The principles applicable to establishing a genuine dispute are
well-established. In order to establish such a dispute, Oztec needs
to show that
its claim that the debt does not exist, or does not exist in the amount claimed,
is not vexatious or frivolous or may
have some substance or involves a plausible
contention requiring investigation: Eyota Pty Ltd v Hanave Pty Ltd (1994)
12 ACSR 785 at 787; Panel Tech Industries (Australia) Pty Ltd v Australian
Skyreach Equipment Pty Ltd (No 2) [2003] NSWSC 896 at [17]; Central City
Pty Ltd v Montevento Holdings Pty Ltd [2011] WASCA 5 at [9].

Entries provided>
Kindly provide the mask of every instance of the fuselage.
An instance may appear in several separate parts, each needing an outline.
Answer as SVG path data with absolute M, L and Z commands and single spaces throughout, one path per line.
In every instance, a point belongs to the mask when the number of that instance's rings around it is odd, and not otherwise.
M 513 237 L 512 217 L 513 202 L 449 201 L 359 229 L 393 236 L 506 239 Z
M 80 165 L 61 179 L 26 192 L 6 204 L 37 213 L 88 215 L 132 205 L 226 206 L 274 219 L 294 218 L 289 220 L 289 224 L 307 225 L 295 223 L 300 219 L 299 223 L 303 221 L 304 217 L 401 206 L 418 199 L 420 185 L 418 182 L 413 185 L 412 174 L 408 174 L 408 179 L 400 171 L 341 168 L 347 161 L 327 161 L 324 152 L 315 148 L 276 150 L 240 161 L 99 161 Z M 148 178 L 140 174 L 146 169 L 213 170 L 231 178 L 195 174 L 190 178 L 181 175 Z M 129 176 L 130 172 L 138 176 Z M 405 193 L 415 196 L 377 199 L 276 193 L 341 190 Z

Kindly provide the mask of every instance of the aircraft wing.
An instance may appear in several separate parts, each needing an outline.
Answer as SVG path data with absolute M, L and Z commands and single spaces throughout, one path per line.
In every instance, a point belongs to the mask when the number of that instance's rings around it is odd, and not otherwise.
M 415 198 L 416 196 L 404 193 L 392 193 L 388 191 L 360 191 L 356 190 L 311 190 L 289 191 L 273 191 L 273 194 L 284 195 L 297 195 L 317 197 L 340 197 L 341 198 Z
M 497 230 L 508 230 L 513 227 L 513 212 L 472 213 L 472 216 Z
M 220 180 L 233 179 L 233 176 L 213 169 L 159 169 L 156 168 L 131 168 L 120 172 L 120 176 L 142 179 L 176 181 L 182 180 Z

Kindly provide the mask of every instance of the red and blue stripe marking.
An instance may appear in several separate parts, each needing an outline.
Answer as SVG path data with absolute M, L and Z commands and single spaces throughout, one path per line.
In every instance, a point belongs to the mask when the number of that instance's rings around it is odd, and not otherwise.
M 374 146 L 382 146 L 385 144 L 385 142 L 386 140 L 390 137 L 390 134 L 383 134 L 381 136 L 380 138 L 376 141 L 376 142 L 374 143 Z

Work instructions>
1. In the passage on establishing a genuine dispute, which party must show that its claim is not vexatious or frivolous?
2. Retype the passage on establishing a genuine dispute from "12 ACSR 785" to "WASCA 5 at [9].".

Per-task answers>
1. Oztec

2.
12 ACSR 785 at 787; Panel Tech Industries (Australia) Pty Ltd v Australian
Skyreach Equipment Pty Ltd (No 2) [2003] NSWSC 896 at [17]; Central City
Pty Ltd v Montevento Holdings Pty Ltd [2011] WASCA 5 at [9].